Исходный текст

• • • • • • •

Он наливает нам по бокалу красного вина, что так похоже на того Мэтью Макконахи, которого мы знали раньше, — весельчака, объекта мечтаний голливудских дев и див, участника разнообразных «свадебных переполохов». И что не очень сочетается с теперешним Макконахи — трагическим эксцентриком, личностью, углубленной пережитыми драмами еврипидовского масштаба, гением-горемыкой из «Настоящего детектива» (реж. Ник Пиццолатто, 2014) и обреченным энтузиастом из «Далласского клуба покупателей» (реж. Жан-Марк Валле, 2013).
Но гедонистическое наполнение бокалов не входит в диссонанс с тем этапом жизни, на котором мой vis-a-vis находится. А находится он в фазе полноты бытия. Все у него полная чаша: тут и семья с тремя детьми, и дом, и «Золотой глобус» и «Оскар», и вдохновение. Он это называет «поймать все зеленые светофоры». И да — он поймал и теперь имеет право наполнить бокалы черным техасским вином, подмигнуть мне синим глазом, высказаться о вине калифорнийском, «сомнительном, как все в Калифорнии, включая Голливуд», и откинуться в кресле.
И Мэтью Макконахи откидывается в кресле в своем доме в техасском Остине, белом, как любимые рубашки хозяина, возвышающемся над рекой Колорадо, чистейшего колониального стиля. В дизайне преобладает ореховое дерево, гостю предложена козетка с удивительно лучезарной шелковой обивкой. Между нами стоит изысканный столик, весь из элегантных выгнутостей.

• • • • • • •

Задания
[a] Воспроизведите дословно фрагмент текста о Мэтью Макконахи, начиная со слов «Он наливает нам» и заканчивая словами «Жан-Марк Валле, 2013).».
[b] Где, согласно тексту о Мэтью Макконахи, находится его дом?
[c] Кратко изложите абзац текста о Мэтью Макконахи, начинающийся словами «И Мэтью Макконахи откидывается в кресле», сохранив его основные факты.

• • • • • • •

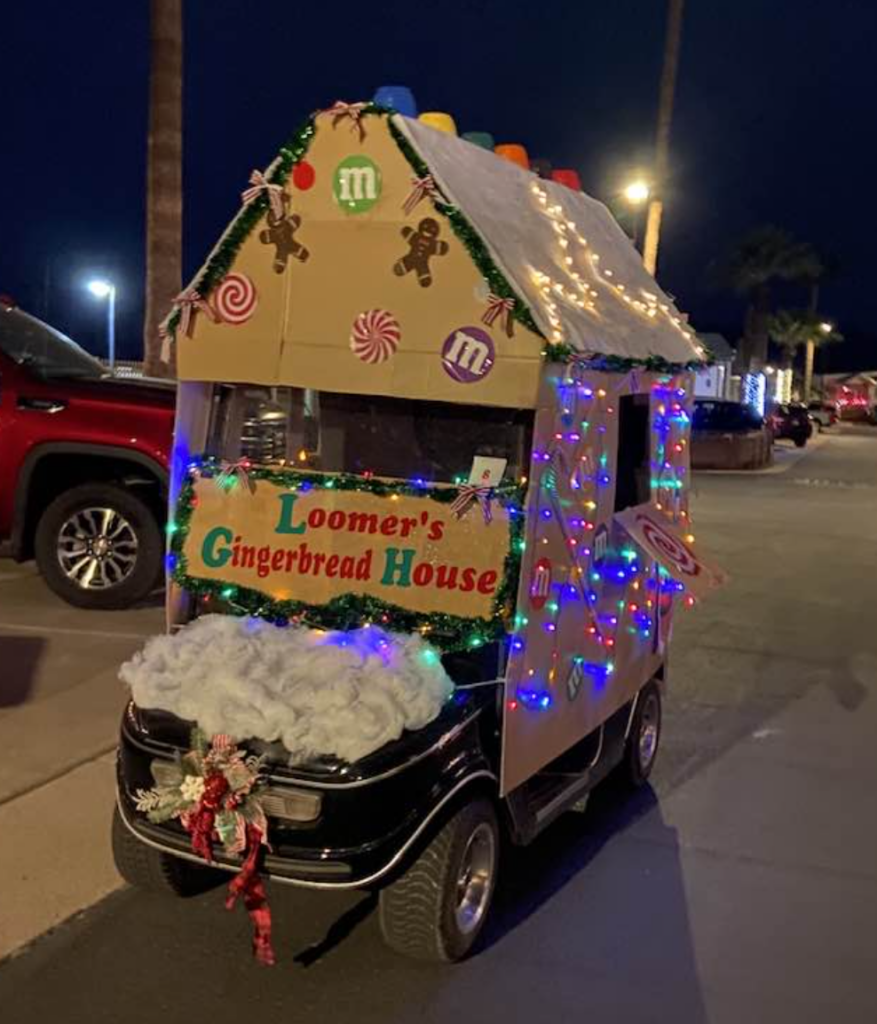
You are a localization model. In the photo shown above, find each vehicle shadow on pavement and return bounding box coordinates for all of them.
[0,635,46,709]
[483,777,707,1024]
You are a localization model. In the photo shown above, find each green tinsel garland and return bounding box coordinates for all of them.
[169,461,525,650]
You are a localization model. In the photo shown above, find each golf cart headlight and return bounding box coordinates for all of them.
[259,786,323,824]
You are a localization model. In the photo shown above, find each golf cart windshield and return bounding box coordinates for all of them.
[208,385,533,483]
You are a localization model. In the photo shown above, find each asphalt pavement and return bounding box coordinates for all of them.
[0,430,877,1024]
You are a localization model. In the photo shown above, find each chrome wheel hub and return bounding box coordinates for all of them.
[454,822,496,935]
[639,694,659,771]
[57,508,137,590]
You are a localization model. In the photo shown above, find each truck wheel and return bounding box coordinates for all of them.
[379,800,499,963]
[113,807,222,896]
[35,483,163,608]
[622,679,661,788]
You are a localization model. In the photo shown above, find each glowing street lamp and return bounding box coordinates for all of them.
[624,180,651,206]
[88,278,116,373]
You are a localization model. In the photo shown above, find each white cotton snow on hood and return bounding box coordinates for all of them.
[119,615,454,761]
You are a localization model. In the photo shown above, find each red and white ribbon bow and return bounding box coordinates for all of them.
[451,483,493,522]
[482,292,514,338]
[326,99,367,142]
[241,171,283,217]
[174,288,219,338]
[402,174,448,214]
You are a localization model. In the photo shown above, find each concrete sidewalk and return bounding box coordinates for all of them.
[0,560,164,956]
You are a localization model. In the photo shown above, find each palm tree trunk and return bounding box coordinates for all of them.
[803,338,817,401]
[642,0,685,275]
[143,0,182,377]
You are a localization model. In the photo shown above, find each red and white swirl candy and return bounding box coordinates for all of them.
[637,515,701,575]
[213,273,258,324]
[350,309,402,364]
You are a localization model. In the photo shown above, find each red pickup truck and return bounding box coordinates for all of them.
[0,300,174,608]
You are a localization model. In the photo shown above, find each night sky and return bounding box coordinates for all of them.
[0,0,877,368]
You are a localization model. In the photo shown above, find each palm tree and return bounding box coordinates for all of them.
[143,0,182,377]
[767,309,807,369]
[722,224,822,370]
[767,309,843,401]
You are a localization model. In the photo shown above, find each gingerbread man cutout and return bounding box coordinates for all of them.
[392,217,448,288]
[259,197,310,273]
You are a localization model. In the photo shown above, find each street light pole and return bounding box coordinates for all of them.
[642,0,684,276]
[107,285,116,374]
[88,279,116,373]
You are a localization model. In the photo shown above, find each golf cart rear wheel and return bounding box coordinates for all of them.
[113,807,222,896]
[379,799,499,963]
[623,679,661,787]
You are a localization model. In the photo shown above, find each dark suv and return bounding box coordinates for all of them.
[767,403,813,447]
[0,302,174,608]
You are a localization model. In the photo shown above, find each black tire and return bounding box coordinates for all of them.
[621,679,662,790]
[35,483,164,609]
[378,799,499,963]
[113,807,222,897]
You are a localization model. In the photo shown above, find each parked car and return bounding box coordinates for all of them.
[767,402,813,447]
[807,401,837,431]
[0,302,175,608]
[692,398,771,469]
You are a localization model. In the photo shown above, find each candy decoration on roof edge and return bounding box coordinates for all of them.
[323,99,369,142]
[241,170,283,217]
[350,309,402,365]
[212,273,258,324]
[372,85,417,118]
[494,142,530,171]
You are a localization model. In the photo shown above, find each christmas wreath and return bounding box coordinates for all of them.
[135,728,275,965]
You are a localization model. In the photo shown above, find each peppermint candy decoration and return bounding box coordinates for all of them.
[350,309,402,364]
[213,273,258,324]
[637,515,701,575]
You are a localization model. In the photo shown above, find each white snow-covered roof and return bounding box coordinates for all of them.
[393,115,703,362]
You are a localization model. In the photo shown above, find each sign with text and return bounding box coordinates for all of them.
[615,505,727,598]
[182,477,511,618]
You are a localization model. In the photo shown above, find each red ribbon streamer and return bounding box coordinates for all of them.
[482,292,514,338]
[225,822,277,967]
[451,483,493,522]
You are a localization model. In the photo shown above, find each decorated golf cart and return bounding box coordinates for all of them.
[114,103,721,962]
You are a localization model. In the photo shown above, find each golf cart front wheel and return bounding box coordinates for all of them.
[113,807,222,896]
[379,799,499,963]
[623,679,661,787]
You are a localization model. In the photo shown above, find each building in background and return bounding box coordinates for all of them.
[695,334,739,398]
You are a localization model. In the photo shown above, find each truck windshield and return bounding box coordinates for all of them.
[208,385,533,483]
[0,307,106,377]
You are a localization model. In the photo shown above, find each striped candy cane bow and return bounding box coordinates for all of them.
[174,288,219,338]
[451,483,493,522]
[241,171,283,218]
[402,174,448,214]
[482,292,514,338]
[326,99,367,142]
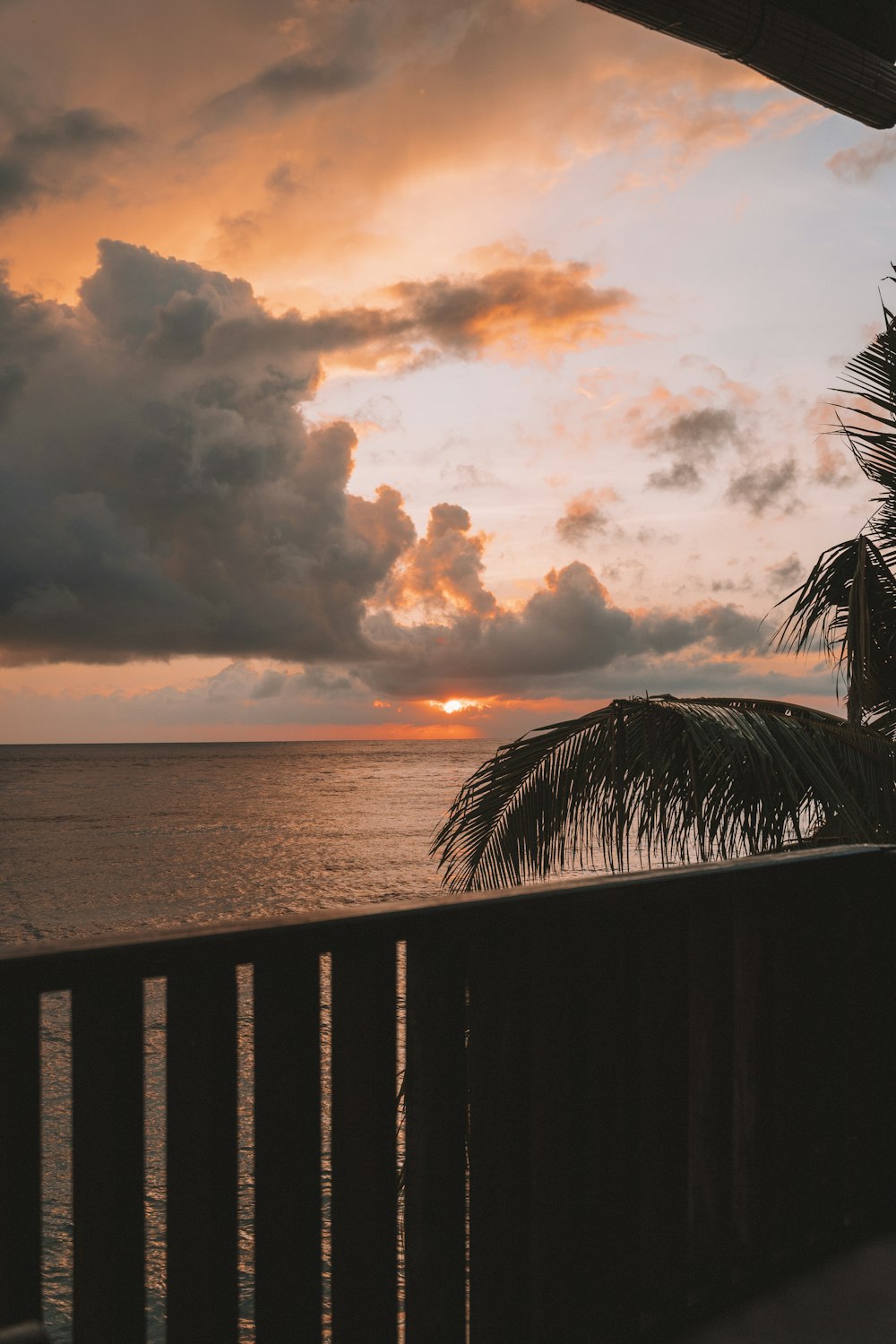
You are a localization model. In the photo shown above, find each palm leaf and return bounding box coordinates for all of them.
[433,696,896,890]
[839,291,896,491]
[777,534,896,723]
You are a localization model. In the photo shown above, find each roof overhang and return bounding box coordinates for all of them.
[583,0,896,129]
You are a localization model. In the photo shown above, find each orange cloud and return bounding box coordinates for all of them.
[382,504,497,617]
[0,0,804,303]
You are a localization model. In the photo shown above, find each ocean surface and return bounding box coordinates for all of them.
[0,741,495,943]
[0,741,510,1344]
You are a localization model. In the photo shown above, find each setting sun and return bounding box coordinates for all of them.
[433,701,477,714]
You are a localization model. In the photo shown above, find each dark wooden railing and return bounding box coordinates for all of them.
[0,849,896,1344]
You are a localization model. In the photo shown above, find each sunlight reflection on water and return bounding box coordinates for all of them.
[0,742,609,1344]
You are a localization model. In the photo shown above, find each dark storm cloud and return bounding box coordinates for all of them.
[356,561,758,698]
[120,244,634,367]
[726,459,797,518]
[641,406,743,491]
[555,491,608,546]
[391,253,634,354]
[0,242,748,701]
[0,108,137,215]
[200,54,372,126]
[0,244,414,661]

• • • • • • •

Ответы по порядку
[a]
Он наливает нам по бокалу красного вина, что так похоже на того Мэтью Макконахи, которого мы знали раньше, — весельчака, объекта мечтаний голливудских дев и див, участника разнообразных «свадебных переполохов». И что не очень сочетается с теперешним Макконахи — трагическим эксцентриком, личностью, углубленной пережитыми драмами еврипидовского масштаба, гением-горемыкой из «Настоящего детектива» (реж. Ник Пиццолатто, 2014) и обреченным энтузиастом из «Далласского клуба покупателей» (реж. Жан-Марк Валле, 2013).

[b] В техасском Остине, над рекой Колорадо.

[c] Мэтью Макконахи сидит в кресле в своем доме в Остине. Дом белый, выдержан в чистом колониальном стиле и возвышается над рекой Колорадо. В интерьере преобладает ореховое дерево. Гостю предложена козетка с яркой шелковой обивкой, а между собеседниками стоит изысканный столик с изогнутыми линиями.